What is needed: Render the material below as a JSON list of strings, starting at the line that contains "of the parked" and running to the end. Use one string per line and skip blank lines.

Start

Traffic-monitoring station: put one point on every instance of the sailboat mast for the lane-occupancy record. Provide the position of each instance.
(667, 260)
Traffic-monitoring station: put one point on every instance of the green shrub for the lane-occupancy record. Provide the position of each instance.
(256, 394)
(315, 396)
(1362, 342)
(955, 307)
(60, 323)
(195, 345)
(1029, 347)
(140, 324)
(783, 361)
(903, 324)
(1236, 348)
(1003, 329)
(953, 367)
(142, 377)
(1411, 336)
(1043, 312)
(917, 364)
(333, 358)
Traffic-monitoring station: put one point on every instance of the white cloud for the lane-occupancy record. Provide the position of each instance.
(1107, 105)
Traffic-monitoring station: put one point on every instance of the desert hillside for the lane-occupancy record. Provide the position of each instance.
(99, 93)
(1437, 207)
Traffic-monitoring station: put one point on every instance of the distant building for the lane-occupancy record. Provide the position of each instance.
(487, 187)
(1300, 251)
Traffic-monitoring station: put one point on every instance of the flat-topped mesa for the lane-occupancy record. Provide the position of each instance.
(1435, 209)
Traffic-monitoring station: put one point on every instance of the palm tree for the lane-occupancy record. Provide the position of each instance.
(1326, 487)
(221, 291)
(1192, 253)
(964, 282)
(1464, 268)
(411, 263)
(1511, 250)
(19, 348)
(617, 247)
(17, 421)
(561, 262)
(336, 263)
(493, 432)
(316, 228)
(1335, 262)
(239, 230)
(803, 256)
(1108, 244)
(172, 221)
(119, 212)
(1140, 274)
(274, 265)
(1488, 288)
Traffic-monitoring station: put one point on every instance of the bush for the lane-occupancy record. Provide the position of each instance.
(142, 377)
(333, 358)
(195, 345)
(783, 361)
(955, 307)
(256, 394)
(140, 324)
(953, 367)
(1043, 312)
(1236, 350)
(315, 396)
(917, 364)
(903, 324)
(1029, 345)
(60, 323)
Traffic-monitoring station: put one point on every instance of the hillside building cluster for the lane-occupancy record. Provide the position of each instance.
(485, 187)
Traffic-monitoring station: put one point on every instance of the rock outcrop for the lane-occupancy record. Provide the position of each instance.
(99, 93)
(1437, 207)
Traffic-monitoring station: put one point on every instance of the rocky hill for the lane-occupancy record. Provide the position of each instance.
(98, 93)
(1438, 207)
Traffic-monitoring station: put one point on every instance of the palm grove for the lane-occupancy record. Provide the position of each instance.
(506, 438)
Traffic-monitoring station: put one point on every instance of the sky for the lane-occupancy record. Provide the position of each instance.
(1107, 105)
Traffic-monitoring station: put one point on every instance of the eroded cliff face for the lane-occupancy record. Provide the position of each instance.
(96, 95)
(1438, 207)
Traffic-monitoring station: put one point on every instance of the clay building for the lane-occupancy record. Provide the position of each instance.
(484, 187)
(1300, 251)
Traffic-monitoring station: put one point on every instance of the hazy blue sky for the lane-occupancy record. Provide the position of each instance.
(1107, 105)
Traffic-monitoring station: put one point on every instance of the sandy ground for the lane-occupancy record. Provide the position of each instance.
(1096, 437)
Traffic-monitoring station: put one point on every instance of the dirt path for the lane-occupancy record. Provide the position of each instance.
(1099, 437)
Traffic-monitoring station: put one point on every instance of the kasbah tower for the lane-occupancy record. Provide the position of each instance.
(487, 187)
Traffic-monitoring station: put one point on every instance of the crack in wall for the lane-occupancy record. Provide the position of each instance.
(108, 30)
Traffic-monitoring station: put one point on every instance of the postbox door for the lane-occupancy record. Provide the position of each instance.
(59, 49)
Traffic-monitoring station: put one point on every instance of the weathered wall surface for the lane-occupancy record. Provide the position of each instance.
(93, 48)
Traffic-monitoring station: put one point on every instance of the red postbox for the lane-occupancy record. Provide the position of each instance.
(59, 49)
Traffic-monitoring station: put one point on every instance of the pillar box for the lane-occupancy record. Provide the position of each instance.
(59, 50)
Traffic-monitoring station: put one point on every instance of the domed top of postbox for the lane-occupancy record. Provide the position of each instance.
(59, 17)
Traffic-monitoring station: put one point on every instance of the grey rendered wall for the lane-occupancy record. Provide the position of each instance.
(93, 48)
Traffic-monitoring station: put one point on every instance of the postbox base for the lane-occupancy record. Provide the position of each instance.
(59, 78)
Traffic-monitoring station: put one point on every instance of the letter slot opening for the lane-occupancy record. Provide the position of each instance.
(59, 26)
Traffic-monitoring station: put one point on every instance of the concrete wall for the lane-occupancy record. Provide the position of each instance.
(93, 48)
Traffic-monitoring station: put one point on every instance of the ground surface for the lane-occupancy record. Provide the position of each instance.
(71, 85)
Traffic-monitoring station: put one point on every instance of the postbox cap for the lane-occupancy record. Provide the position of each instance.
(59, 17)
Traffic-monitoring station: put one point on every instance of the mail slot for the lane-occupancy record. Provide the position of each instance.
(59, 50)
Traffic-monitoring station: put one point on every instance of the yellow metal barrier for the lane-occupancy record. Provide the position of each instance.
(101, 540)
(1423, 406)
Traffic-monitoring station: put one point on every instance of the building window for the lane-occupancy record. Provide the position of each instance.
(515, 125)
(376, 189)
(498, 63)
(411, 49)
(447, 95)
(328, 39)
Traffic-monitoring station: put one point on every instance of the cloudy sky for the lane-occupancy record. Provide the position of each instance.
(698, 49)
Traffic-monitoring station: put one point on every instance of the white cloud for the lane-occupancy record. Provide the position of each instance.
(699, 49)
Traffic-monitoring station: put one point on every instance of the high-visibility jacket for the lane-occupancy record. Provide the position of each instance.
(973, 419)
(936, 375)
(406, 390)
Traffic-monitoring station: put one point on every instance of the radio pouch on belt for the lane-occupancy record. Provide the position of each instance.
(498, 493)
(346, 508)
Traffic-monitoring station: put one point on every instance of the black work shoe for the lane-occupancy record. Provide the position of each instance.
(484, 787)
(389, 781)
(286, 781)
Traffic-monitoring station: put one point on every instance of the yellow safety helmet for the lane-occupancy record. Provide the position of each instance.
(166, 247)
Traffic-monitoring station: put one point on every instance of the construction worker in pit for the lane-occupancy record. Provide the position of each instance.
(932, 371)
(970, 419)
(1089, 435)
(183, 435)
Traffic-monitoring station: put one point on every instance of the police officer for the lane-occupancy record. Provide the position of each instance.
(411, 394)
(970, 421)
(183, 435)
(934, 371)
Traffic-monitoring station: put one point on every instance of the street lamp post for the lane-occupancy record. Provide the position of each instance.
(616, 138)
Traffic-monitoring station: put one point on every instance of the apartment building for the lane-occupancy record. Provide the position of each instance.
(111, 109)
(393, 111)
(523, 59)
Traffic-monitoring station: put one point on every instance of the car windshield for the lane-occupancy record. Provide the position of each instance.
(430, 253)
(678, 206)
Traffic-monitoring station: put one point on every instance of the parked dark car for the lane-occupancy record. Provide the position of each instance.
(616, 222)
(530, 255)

End

Full solution:
[
  "Traffic-monitoring station: put one point on every instance of the parked dark car for the lane-occupancy record. Provide the position of each instance.",
  "(616, 222)",
  "(530, 255)"
]